Exercise aim: Please pick out every line in the records below that contains the word "rocky", and copy each one.

Excerpted records:

__________

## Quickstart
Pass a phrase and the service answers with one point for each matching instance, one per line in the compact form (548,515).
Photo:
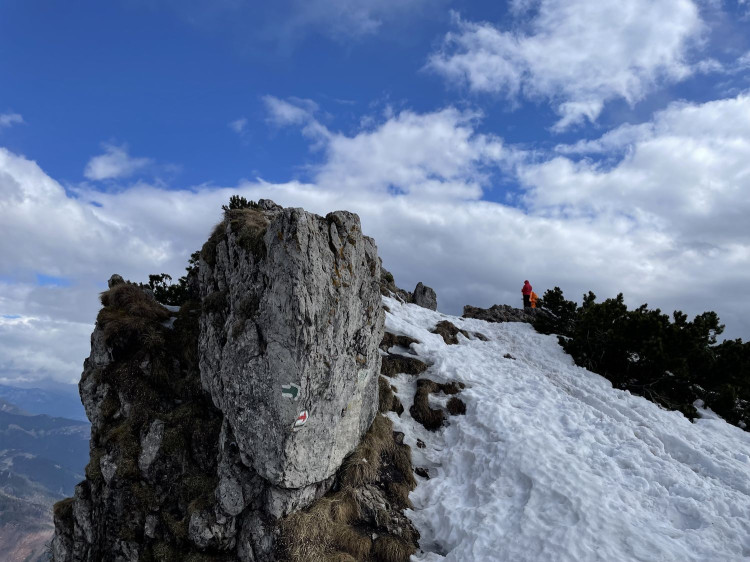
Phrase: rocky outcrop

__________

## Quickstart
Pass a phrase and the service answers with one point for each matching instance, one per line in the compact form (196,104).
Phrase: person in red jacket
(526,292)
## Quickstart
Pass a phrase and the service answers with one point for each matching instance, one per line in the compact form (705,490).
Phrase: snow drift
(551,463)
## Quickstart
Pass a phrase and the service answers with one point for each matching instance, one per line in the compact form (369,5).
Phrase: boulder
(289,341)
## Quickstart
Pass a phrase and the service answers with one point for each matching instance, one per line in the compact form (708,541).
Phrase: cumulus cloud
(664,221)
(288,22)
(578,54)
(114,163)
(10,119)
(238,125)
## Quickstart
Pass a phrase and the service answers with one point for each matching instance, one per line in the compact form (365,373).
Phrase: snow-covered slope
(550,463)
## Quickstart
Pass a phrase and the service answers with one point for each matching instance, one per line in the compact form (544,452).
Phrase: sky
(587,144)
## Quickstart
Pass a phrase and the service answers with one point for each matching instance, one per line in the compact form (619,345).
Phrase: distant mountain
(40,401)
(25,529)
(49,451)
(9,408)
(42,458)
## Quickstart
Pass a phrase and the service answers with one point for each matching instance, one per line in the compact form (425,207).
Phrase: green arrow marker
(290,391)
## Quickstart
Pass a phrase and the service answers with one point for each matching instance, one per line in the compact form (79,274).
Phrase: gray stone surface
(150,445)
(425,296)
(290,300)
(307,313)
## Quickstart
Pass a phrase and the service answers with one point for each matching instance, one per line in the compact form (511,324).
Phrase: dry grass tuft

__________

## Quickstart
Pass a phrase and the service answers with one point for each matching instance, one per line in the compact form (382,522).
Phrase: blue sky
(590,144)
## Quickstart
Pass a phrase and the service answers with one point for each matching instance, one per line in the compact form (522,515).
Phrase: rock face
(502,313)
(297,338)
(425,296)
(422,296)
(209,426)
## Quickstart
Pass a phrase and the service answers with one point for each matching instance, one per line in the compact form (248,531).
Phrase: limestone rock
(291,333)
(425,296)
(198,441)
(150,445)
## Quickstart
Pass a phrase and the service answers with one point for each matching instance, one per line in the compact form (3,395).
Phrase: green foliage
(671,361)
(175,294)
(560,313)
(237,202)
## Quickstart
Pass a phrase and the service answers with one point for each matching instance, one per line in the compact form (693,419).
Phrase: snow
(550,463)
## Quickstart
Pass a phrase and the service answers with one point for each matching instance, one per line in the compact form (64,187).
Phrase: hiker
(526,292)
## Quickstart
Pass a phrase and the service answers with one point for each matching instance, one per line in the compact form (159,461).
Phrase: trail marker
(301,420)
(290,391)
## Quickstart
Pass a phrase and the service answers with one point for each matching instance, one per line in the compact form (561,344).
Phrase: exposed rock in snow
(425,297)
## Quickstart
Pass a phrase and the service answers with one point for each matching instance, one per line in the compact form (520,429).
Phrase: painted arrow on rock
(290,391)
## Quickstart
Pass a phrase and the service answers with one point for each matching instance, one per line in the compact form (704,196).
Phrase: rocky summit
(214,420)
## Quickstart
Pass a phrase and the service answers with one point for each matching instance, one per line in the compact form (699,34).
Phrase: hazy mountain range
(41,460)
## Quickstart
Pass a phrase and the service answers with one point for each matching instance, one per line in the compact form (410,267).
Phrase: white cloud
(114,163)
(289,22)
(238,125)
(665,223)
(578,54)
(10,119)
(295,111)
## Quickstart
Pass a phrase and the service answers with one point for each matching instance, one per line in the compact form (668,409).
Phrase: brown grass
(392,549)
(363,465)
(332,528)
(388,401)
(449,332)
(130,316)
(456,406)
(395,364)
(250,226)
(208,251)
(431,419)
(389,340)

__________

Finished answer:
Phrase: rocky outcrop
Phrase: rocky summit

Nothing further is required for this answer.